Data extracted from a collection

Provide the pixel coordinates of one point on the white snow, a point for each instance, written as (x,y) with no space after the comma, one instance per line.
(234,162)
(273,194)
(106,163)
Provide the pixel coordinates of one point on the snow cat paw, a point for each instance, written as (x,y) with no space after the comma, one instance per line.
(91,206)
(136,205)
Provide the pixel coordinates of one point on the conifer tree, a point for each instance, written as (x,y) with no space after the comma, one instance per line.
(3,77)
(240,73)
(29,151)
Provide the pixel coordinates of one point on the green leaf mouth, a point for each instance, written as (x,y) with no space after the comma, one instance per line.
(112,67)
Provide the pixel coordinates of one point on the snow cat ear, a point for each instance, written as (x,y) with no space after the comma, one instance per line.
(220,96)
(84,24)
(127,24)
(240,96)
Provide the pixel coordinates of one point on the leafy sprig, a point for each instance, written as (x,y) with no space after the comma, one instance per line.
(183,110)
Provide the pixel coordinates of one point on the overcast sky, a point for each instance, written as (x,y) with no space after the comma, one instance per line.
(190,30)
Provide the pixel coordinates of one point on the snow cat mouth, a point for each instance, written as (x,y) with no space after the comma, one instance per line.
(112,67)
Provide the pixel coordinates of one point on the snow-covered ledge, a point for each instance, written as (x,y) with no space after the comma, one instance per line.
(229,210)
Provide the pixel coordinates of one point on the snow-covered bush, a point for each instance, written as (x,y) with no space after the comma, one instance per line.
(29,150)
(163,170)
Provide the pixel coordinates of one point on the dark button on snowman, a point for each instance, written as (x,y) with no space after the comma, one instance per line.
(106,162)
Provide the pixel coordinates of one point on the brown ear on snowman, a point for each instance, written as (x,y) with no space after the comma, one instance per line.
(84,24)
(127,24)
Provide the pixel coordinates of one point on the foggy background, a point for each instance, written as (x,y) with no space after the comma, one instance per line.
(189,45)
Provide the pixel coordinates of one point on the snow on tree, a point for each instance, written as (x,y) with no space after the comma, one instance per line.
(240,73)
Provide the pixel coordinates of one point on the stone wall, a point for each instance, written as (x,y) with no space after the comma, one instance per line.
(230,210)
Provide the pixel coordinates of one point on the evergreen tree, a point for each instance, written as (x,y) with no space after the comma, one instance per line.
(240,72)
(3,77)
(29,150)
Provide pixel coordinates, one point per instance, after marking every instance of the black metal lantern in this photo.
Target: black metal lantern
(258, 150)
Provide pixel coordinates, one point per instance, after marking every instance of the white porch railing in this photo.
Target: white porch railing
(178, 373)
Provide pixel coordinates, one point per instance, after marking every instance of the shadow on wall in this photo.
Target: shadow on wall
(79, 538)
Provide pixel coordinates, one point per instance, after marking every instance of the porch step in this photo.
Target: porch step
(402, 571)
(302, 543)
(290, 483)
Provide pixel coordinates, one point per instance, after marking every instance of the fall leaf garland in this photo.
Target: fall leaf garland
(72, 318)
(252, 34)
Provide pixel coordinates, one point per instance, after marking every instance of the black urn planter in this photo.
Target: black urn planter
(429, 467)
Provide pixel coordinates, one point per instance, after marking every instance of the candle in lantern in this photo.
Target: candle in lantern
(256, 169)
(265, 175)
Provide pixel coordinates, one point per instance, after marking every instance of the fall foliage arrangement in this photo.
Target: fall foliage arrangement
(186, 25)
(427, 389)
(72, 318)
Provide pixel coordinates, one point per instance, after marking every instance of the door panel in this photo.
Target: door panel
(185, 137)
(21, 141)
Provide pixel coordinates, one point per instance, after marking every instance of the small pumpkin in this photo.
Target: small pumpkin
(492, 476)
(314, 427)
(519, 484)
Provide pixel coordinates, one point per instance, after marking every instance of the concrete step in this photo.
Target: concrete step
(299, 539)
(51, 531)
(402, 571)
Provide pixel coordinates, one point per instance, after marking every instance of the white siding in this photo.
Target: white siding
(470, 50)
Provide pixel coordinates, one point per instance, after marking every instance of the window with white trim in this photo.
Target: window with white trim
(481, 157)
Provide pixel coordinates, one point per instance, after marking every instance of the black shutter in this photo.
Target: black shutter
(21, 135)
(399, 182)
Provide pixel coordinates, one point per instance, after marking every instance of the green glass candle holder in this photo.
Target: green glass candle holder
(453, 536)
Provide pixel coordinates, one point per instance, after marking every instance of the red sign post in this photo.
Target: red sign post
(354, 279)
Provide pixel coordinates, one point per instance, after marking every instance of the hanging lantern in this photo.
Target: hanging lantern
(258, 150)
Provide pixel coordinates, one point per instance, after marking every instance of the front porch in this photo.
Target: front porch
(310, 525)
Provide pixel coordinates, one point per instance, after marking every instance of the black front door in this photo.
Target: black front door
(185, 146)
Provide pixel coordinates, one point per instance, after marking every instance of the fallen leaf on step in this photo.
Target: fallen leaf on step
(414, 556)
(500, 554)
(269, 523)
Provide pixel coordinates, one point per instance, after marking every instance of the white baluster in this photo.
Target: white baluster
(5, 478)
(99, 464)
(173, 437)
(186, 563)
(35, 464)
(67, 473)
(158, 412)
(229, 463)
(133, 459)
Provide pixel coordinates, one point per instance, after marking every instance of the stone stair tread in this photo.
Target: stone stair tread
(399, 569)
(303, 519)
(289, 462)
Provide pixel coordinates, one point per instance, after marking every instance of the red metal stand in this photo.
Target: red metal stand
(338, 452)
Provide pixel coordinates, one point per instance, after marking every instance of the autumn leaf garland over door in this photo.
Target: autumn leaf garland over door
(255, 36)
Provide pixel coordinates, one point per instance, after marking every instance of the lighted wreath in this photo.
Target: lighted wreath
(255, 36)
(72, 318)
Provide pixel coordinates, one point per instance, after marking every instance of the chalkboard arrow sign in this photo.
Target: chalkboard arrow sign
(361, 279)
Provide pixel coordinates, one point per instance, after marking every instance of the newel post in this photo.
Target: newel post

--

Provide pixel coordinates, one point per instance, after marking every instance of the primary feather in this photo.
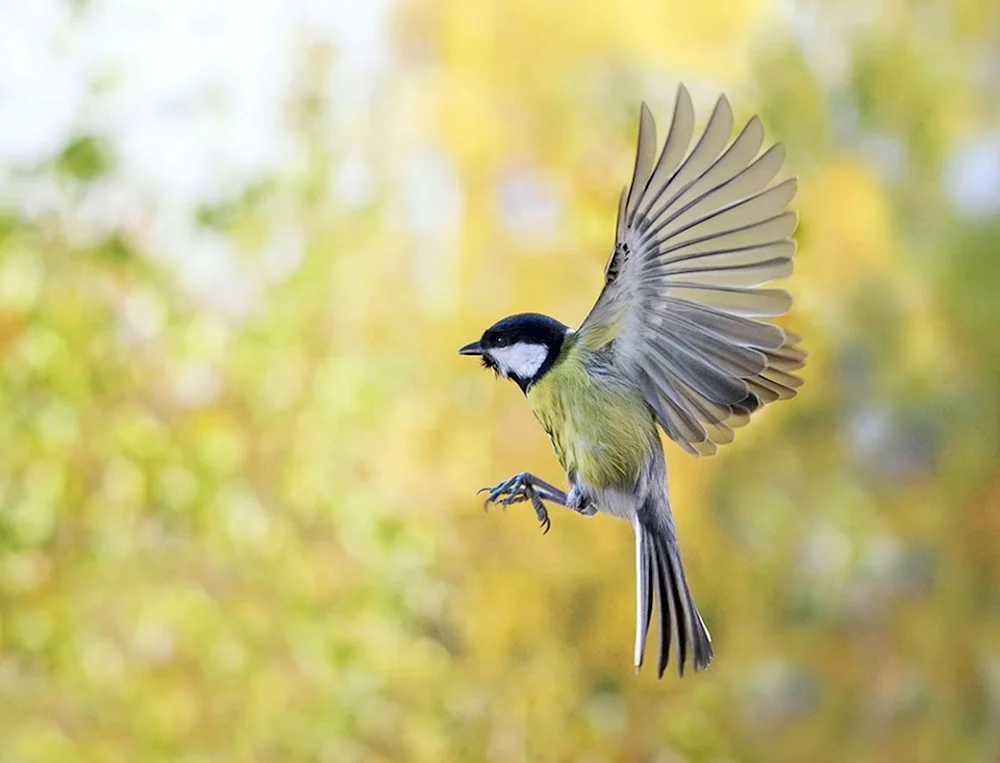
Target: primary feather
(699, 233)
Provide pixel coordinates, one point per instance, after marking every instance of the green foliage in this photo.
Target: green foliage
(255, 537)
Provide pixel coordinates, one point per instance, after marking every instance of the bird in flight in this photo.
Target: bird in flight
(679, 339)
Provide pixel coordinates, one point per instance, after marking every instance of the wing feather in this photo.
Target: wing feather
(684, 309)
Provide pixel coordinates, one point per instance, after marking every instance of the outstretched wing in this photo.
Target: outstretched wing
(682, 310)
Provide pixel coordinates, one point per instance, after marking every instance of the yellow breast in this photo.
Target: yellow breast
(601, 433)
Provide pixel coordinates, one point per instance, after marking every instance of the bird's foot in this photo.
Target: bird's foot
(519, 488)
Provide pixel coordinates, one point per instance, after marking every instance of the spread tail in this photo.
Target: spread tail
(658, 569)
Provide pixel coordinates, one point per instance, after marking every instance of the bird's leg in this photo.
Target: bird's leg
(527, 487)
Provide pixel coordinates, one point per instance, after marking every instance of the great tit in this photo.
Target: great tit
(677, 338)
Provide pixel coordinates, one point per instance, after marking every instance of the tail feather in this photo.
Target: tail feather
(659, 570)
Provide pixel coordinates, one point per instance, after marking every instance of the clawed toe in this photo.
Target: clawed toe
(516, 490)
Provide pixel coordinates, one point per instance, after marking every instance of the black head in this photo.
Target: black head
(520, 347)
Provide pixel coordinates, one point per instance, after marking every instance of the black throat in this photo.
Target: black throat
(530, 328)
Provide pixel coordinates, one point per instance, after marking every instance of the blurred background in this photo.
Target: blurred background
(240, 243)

**WORK ITEM:**
Would you copy out exactly the lines above that start at the one containing "Target: red metal stand" and end at the one containing "Target: newel post", inclusive?

**RESULT OF THIS EXERCISE:**
Target: red metal stand
(338, 452)
Provide pixel coordinates, one point per instance, after marking every instance of the autumn leaf garland over door in this photo.
Target: autumn leaf garland over door
(255, 36)
Provide pixel coordinates, one point per instance, after marking every instance of the lighted wreath in this photo.
Target: lighted wreath
(255, 36)
(72, 318)
Provide pixel coordinates, one point per instance, after marking every instance of the chalkboard arrow sign in this photo.
Target: chalkboard arrow sign
(361, 279)
Provide pixel coordinates, one point per instance, after marking every instance of the newel post in this photo.
Target: newel post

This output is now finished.